Data listing:
## START

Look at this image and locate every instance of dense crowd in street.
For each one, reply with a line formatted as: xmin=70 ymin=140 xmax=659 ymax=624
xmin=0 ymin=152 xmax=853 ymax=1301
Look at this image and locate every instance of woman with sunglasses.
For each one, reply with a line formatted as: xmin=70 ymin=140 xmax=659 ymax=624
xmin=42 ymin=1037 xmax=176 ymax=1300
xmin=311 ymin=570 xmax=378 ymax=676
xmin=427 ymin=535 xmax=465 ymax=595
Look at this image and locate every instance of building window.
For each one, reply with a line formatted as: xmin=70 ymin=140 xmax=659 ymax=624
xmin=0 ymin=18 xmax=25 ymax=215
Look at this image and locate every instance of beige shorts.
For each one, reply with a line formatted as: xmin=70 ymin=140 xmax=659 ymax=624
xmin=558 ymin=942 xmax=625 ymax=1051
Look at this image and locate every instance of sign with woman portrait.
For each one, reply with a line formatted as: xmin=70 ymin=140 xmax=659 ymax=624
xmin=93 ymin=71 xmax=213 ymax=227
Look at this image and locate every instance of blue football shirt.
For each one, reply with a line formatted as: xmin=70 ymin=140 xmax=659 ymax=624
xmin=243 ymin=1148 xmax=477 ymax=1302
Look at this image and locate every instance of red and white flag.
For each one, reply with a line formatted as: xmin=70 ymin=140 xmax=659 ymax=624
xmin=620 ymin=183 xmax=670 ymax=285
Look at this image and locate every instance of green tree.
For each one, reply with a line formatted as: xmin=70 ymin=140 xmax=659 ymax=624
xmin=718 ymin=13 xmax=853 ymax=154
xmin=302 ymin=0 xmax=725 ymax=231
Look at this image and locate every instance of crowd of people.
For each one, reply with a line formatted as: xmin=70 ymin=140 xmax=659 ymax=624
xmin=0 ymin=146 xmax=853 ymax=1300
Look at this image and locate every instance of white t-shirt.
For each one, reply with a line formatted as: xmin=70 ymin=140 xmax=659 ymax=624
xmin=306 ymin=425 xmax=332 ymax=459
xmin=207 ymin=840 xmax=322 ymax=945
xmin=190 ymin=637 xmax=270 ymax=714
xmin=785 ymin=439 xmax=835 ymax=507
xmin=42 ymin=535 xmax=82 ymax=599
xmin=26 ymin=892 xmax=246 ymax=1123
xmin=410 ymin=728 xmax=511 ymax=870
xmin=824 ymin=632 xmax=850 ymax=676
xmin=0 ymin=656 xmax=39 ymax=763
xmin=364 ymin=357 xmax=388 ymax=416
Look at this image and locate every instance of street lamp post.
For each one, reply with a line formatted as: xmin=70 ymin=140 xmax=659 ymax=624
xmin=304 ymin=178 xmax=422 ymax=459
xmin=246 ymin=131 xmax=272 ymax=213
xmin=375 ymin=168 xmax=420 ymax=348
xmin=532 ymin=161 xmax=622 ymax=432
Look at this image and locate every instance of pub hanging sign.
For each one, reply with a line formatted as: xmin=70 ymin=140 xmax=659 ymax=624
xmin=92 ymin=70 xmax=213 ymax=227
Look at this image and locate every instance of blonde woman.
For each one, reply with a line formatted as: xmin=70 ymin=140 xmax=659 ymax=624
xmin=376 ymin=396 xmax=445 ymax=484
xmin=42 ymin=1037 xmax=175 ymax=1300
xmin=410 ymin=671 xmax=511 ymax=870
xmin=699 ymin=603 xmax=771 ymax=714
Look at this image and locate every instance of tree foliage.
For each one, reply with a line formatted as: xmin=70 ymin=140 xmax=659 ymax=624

## END

Your task: Find each line in the records that contains the string "white" and copy it out. Case counts.

Full output:
Look at this image and locate every instance of red and white flag.
Look at this image and locate every instance of white t-shirt.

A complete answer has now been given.